— PAGE EXTRACT —
1.3 Interplay of SRL and TPACK

A teacher with a high level of SRL is more likely to be reflective, adaptive, and flexible in their teaching and technology integration approach. Empirical research highlights the positive effects of SRL support on improving teachers’ TPACK. Tantrarungroj and Suwannatthachote (2013) explored how SRL strategies like self-questioning and peer assessment could benefit pre-service teachers’ TPACK. The study found that those who received SRL strategy support showed notable improvements in their TPACK scores, indicating that SRL plays a significant role in enhancing TPACK development. In addition, using a combination of SRL strategies could effectively accelerate the growth of teachers’ TPACK development. Research pointed to the critical role of SRL in fostering TPACK performance.

— DATA PROVIDED —

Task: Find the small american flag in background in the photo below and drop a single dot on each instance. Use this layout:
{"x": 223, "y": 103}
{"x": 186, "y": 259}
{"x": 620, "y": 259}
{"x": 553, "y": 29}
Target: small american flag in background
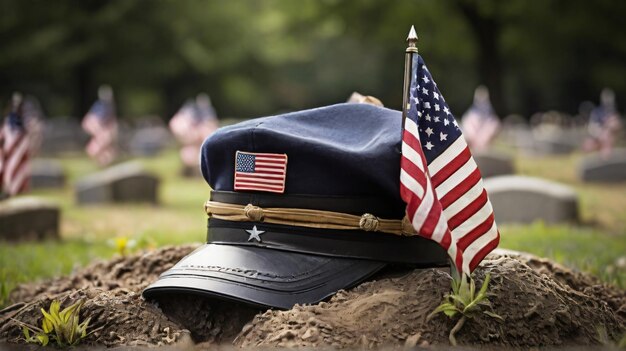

— REQUIREMENT A —
In the passage on SRL and TPACK, how would you translate "Research pointed to the critical role of SRL in fostering TPACK performance." into Spanish?
— REQUIREMENT B —
Can you copy the passage on SRL and TPACK starting with "A teacher with" and going on through "fostering TPACK performance."?

— WORKED ANSWER A —
La investigación señaló el papel fundamental del SRL en el fomento del desempeño en TPACK.

— WORKED ANSWER B —
A teacher with a high level of SRL is more likely to be reflective, adaptive, and flexible in their teaching and technology integration approach. Empirical research highlights the positive effects of SRL support on improving teachers’ TPACK. Tantrarungroj and Suwannatthachote (2013) explored how SRL strategies like self-questioning and peer assessment could benefit pre-service teachers’ TPACK. The study found that those who received SRL strategy support showed notable improvements in their TPACK scores, indicating that SRL plays a significant role in enhancing TPACK development. In addition, using a combination of SRL strategies could effectively accelerate the growth of teachers’ TPACK development. Research pointed to the critical role of SRL in fostering TPACK performance.